Copy out every one of the entries below word for word, but leave the pictures out.

---*---

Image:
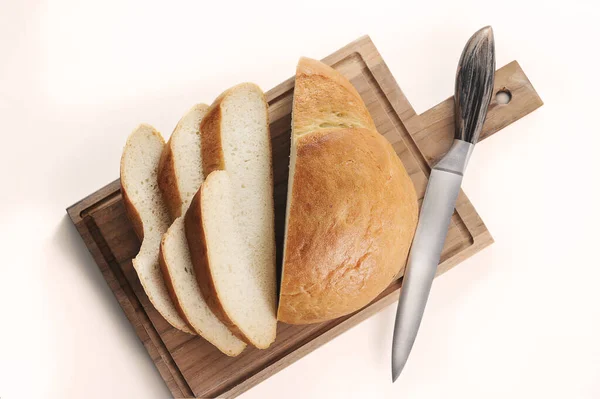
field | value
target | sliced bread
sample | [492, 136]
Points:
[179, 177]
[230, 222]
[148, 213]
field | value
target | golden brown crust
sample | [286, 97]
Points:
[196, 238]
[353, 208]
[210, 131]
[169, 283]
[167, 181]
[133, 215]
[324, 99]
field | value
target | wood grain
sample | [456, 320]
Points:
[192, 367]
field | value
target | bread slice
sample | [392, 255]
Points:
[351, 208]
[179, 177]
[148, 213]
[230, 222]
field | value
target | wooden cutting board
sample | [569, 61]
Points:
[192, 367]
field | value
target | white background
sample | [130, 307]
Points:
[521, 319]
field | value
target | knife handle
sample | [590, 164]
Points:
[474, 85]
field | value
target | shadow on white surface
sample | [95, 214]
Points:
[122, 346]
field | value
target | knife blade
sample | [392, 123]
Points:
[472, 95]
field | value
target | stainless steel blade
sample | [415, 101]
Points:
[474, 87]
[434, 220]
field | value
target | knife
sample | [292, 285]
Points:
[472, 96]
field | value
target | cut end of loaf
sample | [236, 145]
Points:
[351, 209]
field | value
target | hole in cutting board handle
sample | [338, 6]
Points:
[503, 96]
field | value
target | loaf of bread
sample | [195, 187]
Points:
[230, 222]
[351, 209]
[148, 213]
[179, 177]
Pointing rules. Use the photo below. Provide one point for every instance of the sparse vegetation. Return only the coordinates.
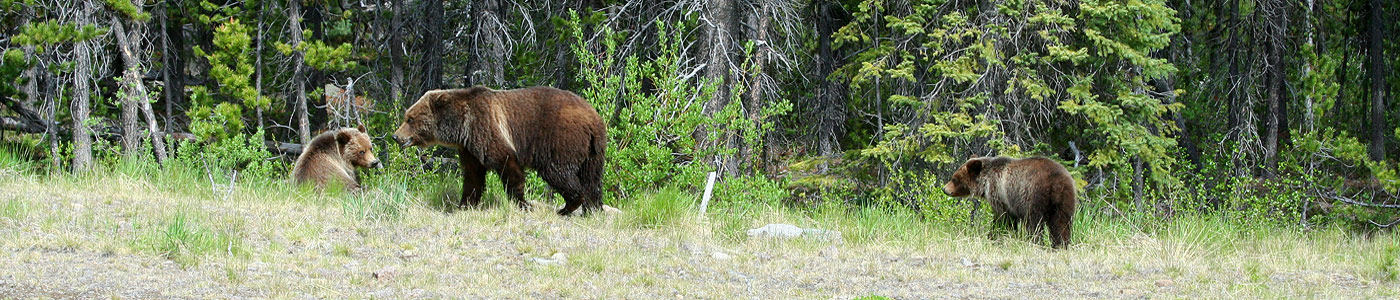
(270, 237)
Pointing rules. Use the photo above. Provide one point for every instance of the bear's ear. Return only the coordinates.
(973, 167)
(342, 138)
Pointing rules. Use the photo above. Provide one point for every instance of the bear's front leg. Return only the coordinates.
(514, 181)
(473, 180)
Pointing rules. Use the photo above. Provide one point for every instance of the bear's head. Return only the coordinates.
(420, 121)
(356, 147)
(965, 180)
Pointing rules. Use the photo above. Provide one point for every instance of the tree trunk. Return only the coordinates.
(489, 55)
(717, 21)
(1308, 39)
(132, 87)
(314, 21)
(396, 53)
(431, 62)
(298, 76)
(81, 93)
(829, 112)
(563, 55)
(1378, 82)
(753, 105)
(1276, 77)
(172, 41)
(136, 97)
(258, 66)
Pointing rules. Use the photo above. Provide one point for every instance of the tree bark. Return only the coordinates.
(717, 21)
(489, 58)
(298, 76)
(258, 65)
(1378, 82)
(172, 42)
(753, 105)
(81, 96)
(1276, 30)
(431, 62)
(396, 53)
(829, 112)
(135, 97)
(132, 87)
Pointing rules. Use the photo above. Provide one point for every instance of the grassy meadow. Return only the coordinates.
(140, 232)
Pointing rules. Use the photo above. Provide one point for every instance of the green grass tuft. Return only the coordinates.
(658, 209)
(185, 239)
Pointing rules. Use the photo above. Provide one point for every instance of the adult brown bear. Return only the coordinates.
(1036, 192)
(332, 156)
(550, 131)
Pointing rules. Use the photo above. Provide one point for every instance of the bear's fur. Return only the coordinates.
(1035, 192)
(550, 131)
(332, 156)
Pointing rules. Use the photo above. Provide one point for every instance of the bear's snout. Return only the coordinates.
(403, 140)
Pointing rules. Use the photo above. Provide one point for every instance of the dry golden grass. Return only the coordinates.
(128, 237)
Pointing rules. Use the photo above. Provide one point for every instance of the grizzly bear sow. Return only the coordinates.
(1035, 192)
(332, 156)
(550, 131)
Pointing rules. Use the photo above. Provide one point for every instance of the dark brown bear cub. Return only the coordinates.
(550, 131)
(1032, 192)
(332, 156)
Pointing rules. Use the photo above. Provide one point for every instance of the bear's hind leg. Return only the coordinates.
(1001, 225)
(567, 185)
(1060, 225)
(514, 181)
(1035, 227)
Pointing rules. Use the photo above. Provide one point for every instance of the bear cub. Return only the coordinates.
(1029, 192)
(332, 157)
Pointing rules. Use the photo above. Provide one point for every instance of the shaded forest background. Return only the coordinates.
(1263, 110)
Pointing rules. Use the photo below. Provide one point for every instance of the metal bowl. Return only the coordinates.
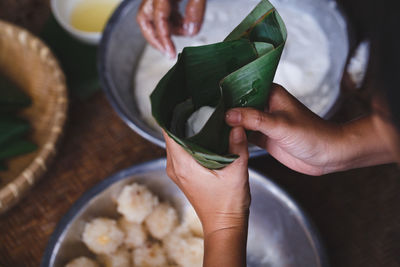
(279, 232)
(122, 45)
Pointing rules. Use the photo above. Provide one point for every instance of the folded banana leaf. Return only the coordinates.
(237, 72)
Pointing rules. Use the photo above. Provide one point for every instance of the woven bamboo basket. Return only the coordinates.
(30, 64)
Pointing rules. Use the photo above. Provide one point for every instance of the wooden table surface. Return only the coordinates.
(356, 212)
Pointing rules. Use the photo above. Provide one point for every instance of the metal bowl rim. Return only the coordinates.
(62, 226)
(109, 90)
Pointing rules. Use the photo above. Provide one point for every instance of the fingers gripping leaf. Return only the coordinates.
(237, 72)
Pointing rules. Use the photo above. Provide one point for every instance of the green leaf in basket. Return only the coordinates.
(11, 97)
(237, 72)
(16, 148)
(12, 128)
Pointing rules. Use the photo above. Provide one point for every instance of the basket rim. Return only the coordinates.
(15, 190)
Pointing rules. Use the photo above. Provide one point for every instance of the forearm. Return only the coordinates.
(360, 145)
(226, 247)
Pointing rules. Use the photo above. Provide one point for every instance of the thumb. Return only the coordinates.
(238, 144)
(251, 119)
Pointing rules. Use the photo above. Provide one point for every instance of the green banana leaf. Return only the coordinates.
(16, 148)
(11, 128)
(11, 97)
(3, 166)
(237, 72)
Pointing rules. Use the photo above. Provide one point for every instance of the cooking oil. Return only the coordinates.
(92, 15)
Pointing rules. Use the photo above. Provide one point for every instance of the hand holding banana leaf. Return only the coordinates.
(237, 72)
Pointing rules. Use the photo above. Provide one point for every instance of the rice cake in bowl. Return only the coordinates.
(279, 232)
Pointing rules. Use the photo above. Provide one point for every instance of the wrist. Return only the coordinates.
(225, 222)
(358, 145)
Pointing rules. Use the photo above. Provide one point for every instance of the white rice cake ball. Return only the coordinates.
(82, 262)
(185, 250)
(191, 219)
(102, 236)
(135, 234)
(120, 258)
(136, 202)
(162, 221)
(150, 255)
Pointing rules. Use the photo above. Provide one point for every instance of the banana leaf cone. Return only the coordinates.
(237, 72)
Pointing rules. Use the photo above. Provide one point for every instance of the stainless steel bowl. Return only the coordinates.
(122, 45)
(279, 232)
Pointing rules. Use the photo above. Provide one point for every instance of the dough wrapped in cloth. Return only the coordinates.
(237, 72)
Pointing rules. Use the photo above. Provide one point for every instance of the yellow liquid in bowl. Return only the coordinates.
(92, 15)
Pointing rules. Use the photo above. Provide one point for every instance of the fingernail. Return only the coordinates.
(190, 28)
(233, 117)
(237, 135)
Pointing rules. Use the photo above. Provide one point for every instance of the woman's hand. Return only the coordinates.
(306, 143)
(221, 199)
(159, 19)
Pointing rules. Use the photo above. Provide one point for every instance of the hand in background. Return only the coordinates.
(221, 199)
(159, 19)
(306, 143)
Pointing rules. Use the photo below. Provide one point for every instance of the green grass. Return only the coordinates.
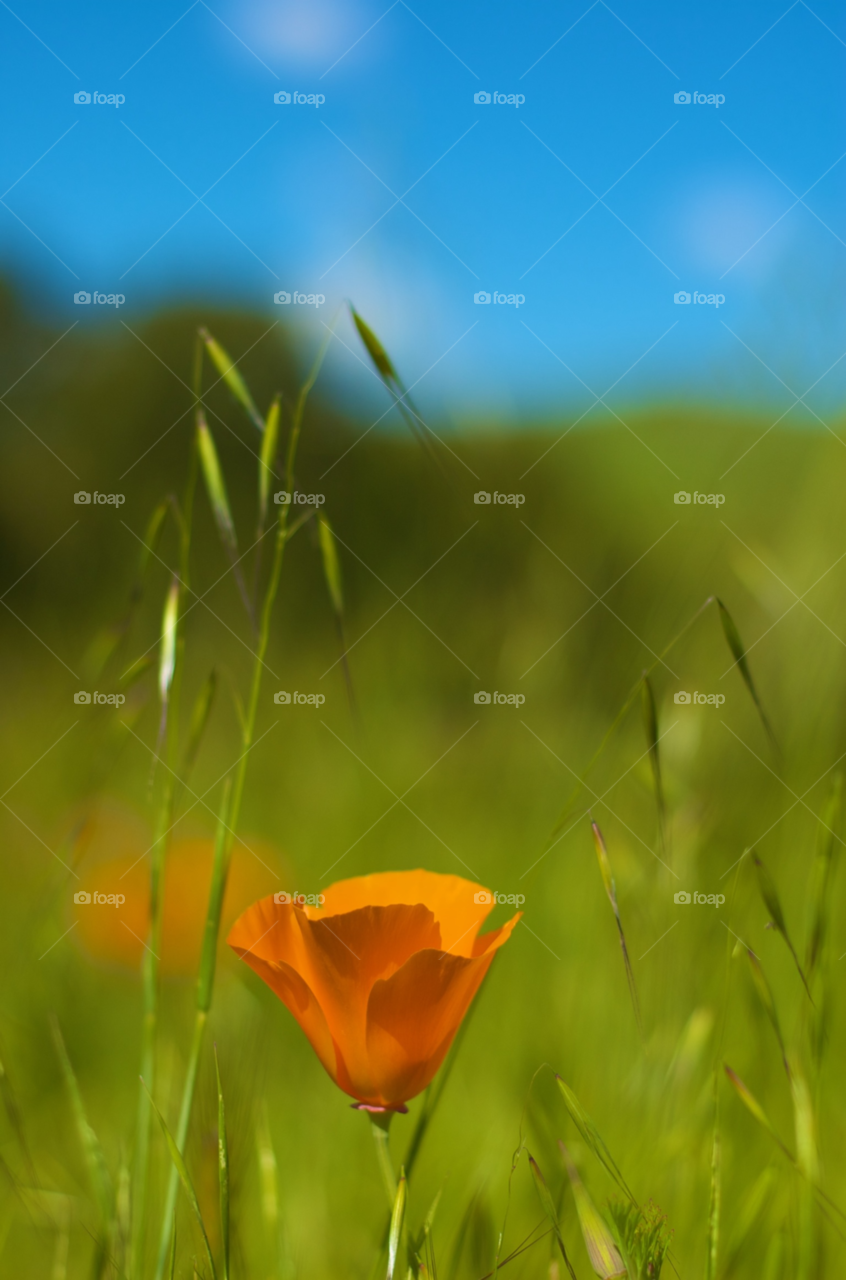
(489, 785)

---*---

Final answer =
Image:
field | value
target | sliced bread
sample | [492, 136]
Points:
[179, 177]
[230, 222]
[148, 213]
field | value
target | golden brown crust
sample | [286, 97]
Points:
[196, 238]
[353, 208]
[210, 131]
[169, 283]
[167, 181]
[133, 215]
[324, 99]
field | value
target | wood grain
sample | [456, 320]
Points:
[192, 367]
field | value
target | bread slice
sample | [392, 255]
Points:
[351, 208]
[179, 177]
[148, 213]
[230, 222]
field | value
target | wooden cutting board
sample | [569, 61]
Points:
[192, 367]
field | value
target | white background
sample | [130, 307]
Points:
[521, 319]
field | value
target | knife handle
sample | [590, 164]
Points:
[474, 85]
field | value
target | shadow on white surface
sample | [95, 214]
Points:
[122, 346]
field | value
target | knife blade
sample | [392, 123]
Points:
[472, 95]
field | value
target | stainless steel blade
sample | [415, 101]
Points:
[474, 87]
[434, 220]
field | value
target | knife
sample | [292, 285]
Points:
[472, 96]
field | value
target | cut end of loaf
sample | [236, 145]
Points:
[351, 209]
field | value
target | hole in cutting board handle
sample | [338, 6]
Points:
[503, 96]
field | value
target | loaf of bread
sample | [195, 187]
Points:
[230, 222]
[351, 209]
[148, 213]
[179, 177]
Pointing rules. Use the photo below. Provide one point for every instance of the sparse vegetation. Return only the coordinates.
(270, 237)
Pointing rules. Use the photo above. Provide one point for every instance of the bear's ear. Return only the coordinates.
(973, 167)
(342, 138)
Pointing rules. Use the photo above. Provide one point for every instance of the bear's front leg. Return only the coordinates.
(514, 181)
(473, 180)
Pointing rules. Use the photo above. Provide one point for every instance of the bear's head. Return only the coordinates.
(420, 121)
(356, 147)
(965, 180)
Pointing rules. Use the photo above. Provide one point for every instance of the tree trunk. Return only the coordinates.
(489, 55)
(717, 21)
(1308, 39)
(132, 87)
(314, 21)
(396, 53)
(431, 62)
(298, 76)
(81, 93)
(829, 112)
(563, 55)
(1378, 82)
(753, 105)
(1276, 77)
(172, 41)
(136, 97)
(258, 66)
Pointing rules. Use the photo above. Provide one point for every instance of the tree bark. Return only the coordinates.
(717, 21)
(489, 58)
(298, 76)
(258, 65)
(1378, 82)
(172, 42)
(753, 105)
(81, 96)
(1276, 30)
(431, 62)
(396, 53)
(829, 112)
(135, 97)
(132, 87)
Pointing rules. Use the photo above. Provide one point for every instance of the grassy meadow. Return only the coordinates.
(140, 232)
Pointing rules. Use the photo above. Provide one point for every instance of the green grass tuft. Return only the coordinates.
(658, 209)
(185, 239)
Pointing rules. Use the photo above. Provide one point for every instance of the adult brown bear. Return only the coordinates.
(1036, 192)
(332, 156)
(550, 131)
Pointing rules. Use the photo above. Provide one point for every instance of the bear's fur. Return only the coordinates.
(1035, 192)
(550, 131)
(332, 156)
Pointing rules. Use the photo above. Provide one point for every instance of the bear's snout. Return only the coordinates.
(403, 140)
Pointing rules. Use the photo above. Provide one point for every instance of the dry golden grass. Return only the coordinates.
(128, 237)
Pointing rules. Use the photo above. Provide one point for every instance of the grizzly bear sow. Return only the coordinates.
(1035, 192)
(332, 156)
(550, 131)
Pointing rules. Use the photo above. Provide one point for every instance of the dark brown bear cub. Return only the coordinates.
(550, 131)
(1032, 192)
(332, 156)
Pointing rules. Use the photo above. Provide one point for every instance of the bear's hind leg. Return only the coordinates.
(1001, 225)
(567, 185)
(1060, 225)
(514, 181)
(1035, 227)
Pointing rules. Use the photo above. Provide one point for every instance of the bear cub. Return only the coordinates.
(1029, 192)
(332, 157)
Pointing rules. Use the photo above. Provide one point for every instance of the shaded forest background. Return only the coordinates.
(1263, 110)
Pointing rules. Use the photo below. Provide one point for every instance of the metal bowl. Return only the coordinates.
(279, 232)
(122, 45)
Pointing rules. Use the photo above. Provide one point for every instance of the folded banana leaf. Return only the coordinates.
(237, 72)
Pointing rules. Use the photo above. Provide one point for every instance of the woven bamboo basket. Return only the coordinates.
(30, 64)
Pointing rules. Use the photo above. Provide one point for every instance of the wooden table surface. Return only the coordinates.
(356, 212)
Pointing rules. Use the photo above. Provide one point for every instance of the metal bowl rim. Return only the coordinates.
(62, 226)
(109, 90)
Pointing rules. Use the photo above. Provide one point for every instance of the fingers gripping leaf. Return only the coordinates.
(237, 72)
Pointing rules. Use the photo above. Provide one point for every instance of the green leaf in basket. Return only the coordinates.
(11, 97)
(237, 72)
(16, 148)
(12, 128)
Pointing rules. Use the photo above. Provide one point for every instance of the basket rim. Return only the coordinates.
(15, 190)
Pointing rules. Use the photo above. Provide one point for every instance of the forearm. Return only the coordinates.
(360, 145)
(226, 247)
Pointing rules. Use the photo above. Provide one point for every instance of the thumb. Return only the coordinates.
(238, 144)
(251, 119)
Pointing rules. Use the photo above. Provide one point for every instance of the green banana leaf. Return only the coordinates.
(16, 148)
(11, 128)
(11, 97)
(3, 166)
(237, 72)
Pointing rules. Use the photo above. Provide one point for every instance of the cooking oil. Return only the coordinates.
(92, 15)
Pointing rules. Use the photo above. Provide one point for every instance of the hand holding banana leaf. Return only the coordinates.
(237, 72)
Pointing rules. Use the photo above. Provide one point for every instance of the rice cake in bowl. Return only the coordinates.
(279, 232)
Pointing rules. Use the photo above. Provide one point for every instance of the wrist. Return only the coordinates.
(225, 222)
(358, 145)
Pointing rules. Use the photo above. Provide one point for every instance of the white rice cake ball. Return only the coordinates.
(82, 262)
(185, 250)
(191, 219)
(102, 236)
(135, 234)
(120, 258)
(136, 202)
(162, 221)
(150, 255)
Pointing rules. Use the photo above. Provide one point for every instance of the banana leaf cone. Return only the coordinates.
(237, 72)
Pointing rules. Use the photo above. Provide one point for every instance of the stainless steel bowl. Return only the coordinates.
(122, 45)
(279, 232)
Pointing rules. Use the photo above. Provide one point for every instance of the dough wrapped in cloth. Return only the coordinates.
(237, 72)
Pointing rules. Use the photo above. Provide one point for every instance of the yellow liquid in bowl. Return only the coordinates.
(92, 15)
Pointing rules. Use the photo above. Provide one point for every instance of the fingernail. Return only the coordinates.
(190, 28)
(233, 117)
(237, 135)
Pointing rules. Use the photo above. Provide one point for every instance of the woman's hand. Return only the coordinates.
(306, 143)
(221, 199)
(159, 19)
Pointing rules. Use the photo above. Provide one point for every instance of the hand in background. Return only the coordinates.
(221, 199)
(159, 19)
(306, 143)
Pointing rules. Use the photo below. Provide one point for every instance of the green grass. Return only the coordinates.
(489, 785)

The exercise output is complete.